原文 =>
* * * * *

でもね…この「熱暴走」とやら、筆者自身は夏場でもなった事はありません。もちろんiPadが熱くなったことはあります。本当に熱くなると、iPadの場合は警告が出ます。こんなの。
それでもダメだと強制シャットダウン。。というか、落ちる。高温注意のこの警告は何度かみた事ありますが、ドローン操縦中にiPadが落ちるまでいった事は無いのです。
そして、安定していた時よりも高温環境ではないのに、ある日突然不安定になったりとか。
なので、「映像遅延」と聞くと真っ先に言われる「熱暴走」については「原因の一つとしては確かにあるけれど全てではない」というのが筆者の立場です。
原因説2:電波環境が悪い
これは確実にあります。特に都会ほど。
DJIのドローンは日本国内で使用する際の通信は2.4GHz帯です。ご存知の方も多いと思いますが、2.4GHz帯といえば無線LAN(Wi-fi)、Bluetooth、の他、電子レンジなどにも使われてます。同じ周波数を使う人、機器が増えれば増えるほど=都会になればなるほど、混信の可能性が増して電波状況は悪くなります。
これについての対策は「諦める」しかないと思います。せめてもの対策として、撮影時刻を早朝にする、自分のタブレット、携帯のWi-fiはオフにしたりする などはしたことあります。
この「混信」を防ぐため、業務空撮用として5.7GHz帯が確保・整備されたわけです。機材高っかいですけどね。海外に合わせず、ガラパゴスな周波数帯を使用するからこんな事に。。。
原因説3:タブレットの性能が低い
これもよく言われます。
Android、iOSともに、OSがアップデートするたびに複雑になり処理が重くなり動作が遅くなったりもします。同じiOSという名前でバージョンが違うだけなはずなのに今のiOSはiPhone4や5などの古い機種で動かすには荷が重い。OSやアプリのアップデートにより、購入した当時の環境を保つ事が出来ずに徐々に陳腐化していっているとも言えます。アップデートしたソフトウェアの要求に昔のハードウェアがついて行けていないのです。
逆に、購入当時の環境を保持したいならOS、アプリ、機体・プロポのファームウェア全てを当時のままに出来れば一番いいんです。組み込み系の機器のように。しかし実際にはOSもファームもアプリもどんどんアップデートしていくので、なかなか難しいですね。
筆者はiPad mini2 を使っていましたが、やはり映像伝送トラブルが頻発し、師匠の使っていたiPad mini 4に交換して飛ばしてみたら映像伝送トラブルが殆ど起きなかったため、ソッコーで交換した経験があります。でも、これ、今思うと次に書く理由から、正しい選択だったのかどうか?わかりません。

* * * * *

位置特定エントリ =>
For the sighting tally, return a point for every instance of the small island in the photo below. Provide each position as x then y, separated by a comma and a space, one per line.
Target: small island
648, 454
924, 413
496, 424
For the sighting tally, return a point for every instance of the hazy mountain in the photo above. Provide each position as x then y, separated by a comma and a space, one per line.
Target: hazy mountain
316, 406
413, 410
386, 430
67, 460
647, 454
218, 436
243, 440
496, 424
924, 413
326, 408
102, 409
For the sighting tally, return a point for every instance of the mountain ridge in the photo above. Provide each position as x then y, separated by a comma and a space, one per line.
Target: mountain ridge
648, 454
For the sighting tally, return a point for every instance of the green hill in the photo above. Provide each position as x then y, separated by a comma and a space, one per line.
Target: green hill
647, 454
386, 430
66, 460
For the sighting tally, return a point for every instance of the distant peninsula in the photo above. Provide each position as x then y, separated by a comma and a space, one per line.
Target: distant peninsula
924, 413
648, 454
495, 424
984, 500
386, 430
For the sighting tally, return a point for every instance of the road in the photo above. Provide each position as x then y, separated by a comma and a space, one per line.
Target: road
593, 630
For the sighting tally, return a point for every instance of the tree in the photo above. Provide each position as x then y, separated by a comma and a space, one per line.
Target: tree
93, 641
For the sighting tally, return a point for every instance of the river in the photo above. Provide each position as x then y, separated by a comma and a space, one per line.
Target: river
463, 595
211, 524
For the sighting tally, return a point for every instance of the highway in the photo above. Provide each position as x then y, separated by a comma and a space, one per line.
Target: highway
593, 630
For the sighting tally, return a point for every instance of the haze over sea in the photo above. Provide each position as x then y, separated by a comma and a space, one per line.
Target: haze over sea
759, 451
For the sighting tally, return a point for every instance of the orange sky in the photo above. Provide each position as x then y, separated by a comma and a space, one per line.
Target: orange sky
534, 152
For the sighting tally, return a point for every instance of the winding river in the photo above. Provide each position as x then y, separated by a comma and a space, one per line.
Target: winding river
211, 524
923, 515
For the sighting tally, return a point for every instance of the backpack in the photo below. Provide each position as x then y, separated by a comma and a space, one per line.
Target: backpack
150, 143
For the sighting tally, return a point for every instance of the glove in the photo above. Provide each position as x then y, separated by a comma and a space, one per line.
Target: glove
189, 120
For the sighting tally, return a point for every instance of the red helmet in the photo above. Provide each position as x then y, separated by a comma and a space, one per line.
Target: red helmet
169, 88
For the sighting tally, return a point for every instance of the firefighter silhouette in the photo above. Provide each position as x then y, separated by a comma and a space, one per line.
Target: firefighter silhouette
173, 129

* * * * *

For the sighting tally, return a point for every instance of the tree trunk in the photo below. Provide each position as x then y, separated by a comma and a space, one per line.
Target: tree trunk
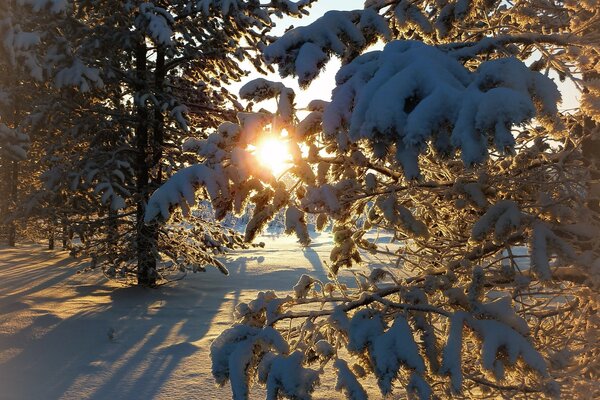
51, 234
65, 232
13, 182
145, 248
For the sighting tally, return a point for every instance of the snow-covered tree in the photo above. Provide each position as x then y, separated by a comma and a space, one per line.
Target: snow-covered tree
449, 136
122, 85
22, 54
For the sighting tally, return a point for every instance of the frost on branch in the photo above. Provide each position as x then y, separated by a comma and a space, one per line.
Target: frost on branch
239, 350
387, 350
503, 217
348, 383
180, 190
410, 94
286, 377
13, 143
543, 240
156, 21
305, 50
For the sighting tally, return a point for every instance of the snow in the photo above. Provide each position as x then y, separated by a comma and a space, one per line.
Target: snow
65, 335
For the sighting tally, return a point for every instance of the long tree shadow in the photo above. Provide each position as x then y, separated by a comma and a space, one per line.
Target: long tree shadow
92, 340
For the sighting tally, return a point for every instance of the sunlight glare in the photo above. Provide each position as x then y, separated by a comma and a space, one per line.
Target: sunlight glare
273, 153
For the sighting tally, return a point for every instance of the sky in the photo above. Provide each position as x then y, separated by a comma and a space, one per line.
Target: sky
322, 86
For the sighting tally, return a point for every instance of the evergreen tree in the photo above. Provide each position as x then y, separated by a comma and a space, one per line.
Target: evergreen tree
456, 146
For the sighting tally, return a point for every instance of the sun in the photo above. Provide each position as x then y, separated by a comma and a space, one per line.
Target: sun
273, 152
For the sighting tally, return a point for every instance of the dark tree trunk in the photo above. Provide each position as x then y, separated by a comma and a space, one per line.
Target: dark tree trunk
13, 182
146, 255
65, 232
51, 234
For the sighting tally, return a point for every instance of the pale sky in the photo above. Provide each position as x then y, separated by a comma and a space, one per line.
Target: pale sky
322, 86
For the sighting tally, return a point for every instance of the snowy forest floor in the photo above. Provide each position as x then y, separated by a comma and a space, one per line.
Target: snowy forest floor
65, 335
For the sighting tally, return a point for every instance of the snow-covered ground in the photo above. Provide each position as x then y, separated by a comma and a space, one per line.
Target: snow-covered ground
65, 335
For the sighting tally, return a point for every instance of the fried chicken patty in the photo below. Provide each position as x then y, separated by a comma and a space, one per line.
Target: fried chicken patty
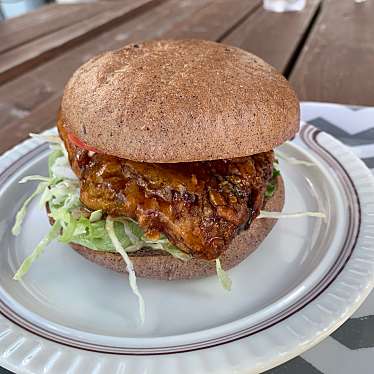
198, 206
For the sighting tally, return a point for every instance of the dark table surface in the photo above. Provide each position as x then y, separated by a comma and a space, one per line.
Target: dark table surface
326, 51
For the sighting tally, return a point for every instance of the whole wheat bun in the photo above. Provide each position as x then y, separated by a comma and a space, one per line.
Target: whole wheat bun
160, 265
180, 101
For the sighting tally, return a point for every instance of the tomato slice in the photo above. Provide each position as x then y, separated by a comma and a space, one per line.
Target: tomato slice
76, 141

* * * * *

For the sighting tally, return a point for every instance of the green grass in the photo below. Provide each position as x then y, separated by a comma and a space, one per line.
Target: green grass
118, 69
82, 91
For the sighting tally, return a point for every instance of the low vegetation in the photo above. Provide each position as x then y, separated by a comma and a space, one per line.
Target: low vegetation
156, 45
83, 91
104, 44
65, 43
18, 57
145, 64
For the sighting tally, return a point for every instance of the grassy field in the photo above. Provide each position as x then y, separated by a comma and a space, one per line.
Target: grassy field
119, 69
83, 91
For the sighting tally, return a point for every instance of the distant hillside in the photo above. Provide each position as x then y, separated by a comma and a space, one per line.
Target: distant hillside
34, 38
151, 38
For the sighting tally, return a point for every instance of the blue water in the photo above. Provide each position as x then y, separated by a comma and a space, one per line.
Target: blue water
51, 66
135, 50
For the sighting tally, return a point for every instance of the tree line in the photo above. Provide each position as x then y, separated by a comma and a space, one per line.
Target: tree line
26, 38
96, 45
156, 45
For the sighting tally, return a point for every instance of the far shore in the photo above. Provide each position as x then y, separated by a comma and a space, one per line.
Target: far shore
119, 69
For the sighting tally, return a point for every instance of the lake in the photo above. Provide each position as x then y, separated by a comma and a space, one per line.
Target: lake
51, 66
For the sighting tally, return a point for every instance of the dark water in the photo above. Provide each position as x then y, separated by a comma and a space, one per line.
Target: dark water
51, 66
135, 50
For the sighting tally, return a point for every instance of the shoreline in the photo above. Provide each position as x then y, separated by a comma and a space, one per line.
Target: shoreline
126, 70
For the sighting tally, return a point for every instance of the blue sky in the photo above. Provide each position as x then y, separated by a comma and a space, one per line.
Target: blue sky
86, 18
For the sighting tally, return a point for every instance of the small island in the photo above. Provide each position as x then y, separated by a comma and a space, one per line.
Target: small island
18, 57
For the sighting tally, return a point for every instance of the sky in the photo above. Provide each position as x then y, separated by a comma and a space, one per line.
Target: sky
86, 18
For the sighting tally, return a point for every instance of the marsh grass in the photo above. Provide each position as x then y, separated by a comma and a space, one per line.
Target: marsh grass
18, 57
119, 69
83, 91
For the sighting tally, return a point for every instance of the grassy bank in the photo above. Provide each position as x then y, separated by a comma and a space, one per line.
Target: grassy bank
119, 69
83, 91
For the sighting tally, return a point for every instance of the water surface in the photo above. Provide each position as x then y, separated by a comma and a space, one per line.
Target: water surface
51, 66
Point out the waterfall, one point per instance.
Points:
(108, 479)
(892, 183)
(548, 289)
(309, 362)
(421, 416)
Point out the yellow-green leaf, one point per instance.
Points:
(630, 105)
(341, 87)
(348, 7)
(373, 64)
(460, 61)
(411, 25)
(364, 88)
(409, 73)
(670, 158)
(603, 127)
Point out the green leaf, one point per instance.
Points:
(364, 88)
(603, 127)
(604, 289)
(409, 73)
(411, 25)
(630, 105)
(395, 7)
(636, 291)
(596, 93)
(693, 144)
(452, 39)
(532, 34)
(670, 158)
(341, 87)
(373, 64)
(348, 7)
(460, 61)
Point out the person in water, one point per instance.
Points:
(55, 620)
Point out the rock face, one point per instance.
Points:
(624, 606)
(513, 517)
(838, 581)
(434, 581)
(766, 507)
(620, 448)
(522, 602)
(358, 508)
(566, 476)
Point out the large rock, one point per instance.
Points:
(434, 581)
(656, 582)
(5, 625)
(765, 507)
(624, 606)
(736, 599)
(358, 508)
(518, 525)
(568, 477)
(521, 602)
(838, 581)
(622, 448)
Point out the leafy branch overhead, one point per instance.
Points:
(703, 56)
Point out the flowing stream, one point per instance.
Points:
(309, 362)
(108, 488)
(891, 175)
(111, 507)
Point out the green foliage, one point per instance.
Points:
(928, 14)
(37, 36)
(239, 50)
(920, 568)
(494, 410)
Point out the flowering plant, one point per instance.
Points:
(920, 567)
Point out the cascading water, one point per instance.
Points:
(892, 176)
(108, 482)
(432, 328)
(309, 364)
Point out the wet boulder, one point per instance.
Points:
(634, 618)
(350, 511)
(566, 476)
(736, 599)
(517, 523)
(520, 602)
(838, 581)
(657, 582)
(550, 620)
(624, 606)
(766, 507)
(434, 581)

* * * * *

課題一覧 =>
a - ドローンの映像遅延を扱った原文にある一文「DJIのドローンは日本国内で使用する際の通信は2.4GHz帯です。」を英語に訳してください。
b - レコード中で文字列「covered」を含む行を数え、その行数だけを答えてください。
これらのレコードは原文の内容とは関係がありません。

解答一覧 =>
a - DJI drones use the 2.4 GHz band for communication when operated in Japan.

b - 4